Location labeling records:
--
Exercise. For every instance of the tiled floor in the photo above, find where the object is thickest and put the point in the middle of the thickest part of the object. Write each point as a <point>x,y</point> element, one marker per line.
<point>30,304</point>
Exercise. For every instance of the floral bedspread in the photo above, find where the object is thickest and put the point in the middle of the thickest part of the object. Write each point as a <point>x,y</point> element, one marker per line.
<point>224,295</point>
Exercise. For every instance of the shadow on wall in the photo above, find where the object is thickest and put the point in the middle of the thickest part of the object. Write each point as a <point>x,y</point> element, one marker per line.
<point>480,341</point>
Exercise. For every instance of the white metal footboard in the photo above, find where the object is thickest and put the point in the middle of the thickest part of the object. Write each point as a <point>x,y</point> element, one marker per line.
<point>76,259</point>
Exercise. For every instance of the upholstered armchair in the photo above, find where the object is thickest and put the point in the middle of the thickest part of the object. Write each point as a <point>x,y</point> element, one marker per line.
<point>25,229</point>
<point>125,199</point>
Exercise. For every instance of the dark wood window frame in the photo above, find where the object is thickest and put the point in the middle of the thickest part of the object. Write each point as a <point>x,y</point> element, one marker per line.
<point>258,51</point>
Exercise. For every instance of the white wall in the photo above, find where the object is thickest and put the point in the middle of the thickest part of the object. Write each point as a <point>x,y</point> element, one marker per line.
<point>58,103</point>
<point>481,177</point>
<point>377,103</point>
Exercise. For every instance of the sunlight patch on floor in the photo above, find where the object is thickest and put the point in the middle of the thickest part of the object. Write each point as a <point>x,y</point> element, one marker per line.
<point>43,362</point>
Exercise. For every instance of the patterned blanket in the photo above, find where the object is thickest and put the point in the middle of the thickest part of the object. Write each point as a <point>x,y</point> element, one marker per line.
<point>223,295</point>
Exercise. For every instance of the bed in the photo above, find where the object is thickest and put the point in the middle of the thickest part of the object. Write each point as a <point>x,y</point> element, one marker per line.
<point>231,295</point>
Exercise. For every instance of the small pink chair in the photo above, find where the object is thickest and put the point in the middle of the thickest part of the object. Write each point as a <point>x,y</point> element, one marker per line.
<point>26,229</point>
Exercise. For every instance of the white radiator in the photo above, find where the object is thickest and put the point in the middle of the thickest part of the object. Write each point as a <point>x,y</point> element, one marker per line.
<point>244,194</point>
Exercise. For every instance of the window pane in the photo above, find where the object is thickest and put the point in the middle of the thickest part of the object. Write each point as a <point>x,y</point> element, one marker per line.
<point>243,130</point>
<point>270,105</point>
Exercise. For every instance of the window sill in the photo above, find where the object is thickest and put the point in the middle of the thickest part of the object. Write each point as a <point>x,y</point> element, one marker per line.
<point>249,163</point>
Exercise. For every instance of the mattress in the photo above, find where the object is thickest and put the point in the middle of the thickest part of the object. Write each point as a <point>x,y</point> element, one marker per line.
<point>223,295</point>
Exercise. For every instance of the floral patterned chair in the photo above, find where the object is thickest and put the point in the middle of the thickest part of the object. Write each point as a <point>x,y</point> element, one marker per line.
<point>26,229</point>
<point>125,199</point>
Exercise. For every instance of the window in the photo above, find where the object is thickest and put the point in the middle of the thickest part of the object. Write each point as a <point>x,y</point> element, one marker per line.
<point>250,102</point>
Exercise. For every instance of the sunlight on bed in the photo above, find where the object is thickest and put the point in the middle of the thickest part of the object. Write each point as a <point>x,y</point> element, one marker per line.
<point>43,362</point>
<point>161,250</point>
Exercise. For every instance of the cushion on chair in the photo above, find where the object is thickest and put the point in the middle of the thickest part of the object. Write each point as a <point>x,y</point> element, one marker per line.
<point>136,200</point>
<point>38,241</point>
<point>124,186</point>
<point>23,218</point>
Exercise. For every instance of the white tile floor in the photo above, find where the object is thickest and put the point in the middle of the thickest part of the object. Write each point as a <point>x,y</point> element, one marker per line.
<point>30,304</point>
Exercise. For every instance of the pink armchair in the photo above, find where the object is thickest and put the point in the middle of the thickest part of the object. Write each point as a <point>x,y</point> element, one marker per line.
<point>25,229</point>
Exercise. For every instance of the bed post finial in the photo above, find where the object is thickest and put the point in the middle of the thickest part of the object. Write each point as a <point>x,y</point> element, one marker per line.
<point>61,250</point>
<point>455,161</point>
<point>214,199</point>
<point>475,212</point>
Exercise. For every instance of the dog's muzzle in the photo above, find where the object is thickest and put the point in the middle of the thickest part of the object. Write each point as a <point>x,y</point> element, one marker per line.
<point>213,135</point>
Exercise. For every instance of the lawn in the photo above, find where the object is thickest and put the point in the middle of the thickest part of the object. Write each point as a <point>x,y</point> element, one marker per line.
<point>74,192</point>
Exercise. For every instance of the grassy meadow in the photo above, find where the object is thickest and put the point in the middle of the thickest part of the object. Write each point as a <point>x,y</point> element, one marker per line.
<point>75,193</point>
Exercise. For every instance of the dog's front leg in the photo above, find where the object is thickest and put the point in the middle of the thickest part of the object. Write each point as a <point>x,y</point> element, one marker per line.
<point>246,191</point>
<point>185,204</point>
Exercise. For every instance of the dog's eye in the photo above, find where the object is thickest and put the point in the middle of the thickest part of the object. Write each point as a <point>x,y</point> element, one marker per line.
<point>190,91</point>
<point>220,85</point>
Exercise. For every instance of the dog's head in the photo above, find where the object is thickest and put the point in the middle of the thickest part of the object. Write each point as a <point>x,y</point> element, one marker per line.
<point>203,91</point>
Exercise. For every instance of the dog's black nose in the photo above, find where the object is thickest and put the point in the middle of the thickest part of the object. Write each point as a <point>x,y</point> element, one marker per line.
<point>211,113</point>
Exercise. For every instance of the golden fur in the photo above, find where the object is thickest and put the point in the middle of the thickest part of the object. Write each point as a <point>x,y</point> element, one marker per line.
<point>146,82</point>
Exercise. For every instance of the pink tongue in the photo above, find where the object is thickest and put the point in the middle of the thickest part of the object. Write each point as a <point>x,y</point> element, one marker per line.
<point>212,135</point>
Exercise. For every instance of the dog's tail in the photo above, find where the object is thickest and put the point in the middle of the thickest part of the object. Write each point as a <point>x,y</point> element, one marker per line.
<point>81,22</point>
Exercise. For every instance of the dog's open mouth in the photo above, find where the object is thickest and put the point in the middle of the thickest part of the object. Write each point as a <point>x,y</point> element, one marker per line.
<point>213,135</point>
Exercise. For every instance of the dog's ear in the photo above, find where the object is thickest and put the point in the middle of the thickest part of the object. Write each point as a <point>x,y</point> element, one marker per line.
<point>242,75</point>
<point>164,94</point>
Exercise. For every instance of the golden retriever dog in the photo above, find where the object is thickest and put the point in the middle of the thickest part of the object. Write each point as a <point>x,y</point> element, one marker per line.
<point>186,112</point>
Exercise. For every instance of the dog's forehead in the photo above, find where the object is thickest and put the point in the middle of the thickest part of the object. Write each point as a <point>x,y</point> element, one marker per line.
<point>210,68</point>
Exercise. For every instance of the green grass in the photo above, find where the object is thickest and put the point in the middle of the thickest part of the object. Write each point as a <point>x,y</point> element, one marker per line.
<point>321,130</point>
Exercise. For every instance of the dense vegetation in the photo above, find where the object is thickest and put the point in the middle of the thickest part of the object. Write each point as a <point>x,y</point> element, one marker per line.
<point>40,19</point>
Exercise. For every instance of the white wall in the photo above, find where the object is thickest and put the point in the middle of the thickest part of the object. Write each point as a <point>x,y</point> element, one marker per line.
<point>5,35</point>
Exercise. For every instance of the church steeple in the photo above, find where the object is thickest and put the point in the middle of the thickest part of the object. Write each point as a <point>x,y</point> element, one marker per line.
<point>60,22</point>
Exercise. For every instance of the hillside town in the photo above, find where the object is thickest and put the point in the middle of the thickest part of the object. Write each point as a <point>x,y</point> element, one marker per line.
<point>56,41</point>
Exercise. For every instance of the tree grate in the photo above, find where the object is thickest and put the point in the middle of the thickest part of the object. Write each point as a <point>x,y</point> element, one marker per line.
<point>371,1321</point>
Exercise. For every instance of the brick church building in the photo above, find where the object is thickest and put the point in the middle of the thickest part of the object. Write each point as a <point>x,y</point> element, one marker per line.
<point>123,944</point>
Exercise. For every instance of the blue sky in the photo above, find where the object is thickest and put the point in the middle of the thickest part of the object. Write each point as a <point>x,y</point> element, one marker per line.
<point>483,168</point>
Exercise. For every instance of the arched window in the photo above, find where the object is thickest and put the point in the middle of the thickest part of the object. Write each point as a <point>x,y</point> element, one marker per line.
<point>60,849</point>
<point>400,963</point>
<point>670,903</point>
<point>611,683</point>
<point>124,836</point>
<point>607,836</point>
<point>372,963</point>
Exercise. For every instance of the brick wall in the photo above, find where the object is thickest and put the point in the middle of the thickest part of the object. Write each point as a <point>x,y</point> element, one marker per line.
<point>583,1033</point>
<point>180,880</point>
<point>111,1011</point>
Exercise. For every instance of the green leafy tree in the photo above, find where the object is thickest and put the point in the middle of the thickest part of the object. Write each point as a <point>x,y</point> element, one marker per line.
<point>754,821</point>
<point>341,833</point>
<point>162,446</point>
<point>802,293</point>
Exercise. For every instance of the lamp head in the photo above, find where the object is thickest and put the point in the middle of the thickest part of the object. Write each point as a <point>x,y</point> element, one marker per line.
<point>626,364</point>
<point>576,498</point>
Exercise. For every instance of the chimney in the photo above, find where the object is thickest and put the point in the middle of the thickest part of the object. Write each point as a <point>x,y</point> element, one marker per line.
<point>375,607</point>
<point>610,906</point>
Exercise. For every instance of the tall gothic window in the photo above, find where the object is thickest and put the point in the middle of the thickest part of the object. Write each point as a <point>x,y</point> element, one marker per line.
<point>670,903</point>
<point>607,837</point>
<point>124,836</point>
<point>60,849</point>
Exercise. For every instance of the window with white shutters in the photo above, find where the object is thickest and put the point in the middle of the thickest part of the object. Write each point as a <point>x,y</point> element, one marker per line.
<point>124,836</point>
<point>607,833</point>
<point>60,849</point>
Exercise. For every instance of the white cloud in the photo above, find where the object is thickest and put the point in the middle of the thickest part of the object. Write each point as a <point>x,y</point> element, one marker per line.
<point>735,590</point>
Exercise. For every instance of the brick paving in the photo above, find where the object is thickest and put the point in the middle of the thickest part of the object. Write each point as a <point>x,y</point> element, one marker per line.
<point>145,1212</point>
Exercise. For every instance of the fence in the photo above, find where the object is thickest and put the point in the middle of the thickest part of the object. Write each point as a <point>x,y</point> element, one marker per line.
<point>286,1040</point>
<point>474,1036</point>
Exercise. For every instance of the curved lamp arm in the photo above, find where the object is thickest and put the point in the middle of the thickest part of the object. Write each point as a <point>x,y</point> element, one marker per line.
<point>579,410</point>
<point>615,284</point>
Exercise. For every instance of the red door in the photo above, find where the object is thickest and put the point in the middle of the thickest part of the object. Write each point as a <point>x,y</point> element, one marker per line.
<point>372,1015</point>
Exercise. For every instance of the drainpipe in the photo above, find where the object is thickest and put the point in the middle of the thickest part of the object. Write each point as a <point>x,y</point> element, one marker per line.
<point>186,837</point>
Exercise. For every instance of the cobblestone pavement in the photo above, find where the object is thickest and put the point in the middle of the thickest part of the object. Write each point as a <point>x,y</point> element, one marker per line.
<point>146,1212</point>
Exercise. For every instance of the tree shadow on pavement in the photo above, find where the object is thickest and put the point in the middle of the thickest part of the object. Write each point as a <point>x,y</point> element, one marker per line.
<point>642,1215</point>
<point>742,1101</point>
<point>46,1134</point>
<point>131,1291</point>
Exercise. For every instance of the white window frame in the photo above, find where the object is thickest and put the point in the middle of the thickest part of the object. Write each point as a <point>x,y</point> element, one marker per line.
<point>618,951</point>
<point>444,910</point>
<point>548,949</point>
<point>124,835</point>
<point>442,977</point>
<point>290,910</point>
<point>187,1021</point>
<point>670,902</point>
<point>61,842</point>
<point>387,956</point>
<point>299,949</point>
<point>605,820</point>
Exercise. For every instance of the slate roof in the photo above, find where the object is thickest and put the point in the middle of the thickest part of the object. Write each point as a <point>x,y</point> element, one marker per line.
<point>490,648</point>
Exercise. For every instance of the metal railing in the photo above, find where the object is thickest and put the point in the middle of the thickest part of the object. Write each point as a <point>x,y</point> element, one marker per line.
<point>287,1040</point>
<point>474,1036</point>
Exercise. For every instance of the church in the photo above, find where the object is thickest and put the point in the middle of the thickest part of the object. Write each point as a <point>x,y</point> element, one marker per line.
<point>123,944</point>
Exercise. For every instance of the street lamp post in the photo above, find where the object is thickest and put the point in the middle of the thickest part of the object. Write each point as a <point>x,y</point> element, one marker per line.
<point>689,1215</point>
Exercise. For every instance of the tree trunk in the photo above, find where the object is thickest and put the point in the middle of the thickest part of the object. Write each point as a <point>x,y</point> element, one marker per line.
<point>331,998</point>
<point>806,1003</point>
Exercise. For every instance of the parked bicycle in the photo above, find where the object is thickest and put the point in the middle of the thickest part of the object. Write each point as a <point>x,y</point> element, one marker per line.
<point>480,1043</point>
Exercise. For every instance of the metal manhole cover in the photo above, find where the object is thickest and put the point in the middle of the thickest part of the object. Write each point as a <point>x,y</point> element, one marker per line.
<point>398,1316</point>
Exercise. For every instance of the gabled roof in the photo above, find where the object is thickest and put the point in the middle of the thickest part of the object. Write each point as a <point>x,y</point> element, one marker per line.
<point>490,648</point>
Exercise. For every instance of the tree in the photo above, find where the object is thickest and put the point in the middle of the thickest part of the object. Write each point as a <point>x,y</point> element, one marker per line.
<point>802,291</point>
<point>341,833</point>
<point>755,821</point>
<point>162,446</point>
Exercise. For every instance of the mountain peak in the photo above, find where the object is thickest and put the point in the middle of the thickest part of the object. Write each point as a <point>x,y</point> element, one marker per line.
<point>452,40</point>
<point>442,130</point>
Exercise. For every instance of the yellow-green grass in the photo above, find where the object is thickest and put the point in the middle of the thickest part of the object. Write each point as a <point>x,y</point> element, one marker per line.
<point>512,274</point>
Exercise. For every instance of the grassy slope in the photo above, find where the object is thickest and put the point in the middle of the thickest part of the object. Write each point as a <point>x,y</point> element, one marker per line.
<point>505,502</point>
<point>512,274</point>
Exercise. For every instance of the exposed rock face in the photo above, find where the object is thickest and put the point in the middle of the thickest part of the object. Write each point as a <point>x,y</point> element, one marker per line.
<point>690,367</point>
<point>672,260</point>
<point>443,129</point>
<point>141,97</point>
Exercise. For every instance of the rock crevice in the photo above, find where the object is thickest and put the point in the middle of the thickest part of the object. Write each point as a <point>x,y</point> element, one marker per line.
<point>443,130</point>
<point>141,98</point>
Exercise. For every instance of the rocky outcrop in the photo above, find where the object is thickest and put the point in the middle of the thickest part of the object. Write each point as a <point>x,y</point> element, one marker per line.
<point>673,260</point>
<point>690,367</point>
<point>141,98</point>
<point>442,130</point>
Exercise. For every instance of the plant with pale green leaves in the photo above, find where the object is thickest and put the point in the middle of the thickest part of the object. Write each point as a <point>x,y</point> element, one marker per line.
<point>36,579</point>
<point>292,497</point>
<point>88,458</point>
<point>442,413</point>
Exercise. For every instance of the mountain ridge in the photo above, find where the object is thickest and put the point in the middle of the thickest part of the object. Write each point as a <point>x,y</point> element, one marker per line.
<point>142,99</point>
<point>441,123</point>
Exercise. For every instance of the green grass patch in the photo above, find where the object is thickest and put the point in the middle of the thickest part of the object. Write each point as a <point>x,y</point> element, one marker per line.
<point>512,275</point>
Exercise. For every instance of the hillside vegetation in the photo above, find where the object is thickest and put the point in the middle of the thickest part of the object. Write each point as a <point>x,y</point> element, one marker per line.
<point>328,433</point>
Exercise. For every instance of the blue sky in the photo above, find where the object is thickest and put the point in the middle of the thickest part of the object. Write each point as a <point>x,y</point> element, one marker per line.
--
## Task brief
Can you give everything from the line containing "Exercise. For every instance of the dog's ear" down to the line containing "<point>186,112</point>" again, replacing "thickest" with "widest" and keeping all else unchanged?

## Answer in full
Exercise. For every instance of the dog's ear in the photo above, find where the object is widest and put the point in the middle of the widest part of the object. Write each point as a <point>x,y</point> element, one marker per line.
<point>242,75</point>
<point>164,94</point>
Exercise. For every instance of the golden retriever dog in the photo above, find where the object is widest and put the point in the middle of the widest part of the object. Write each point as a <point>x,y</point> element, one marker per line.
<point>186,112</point>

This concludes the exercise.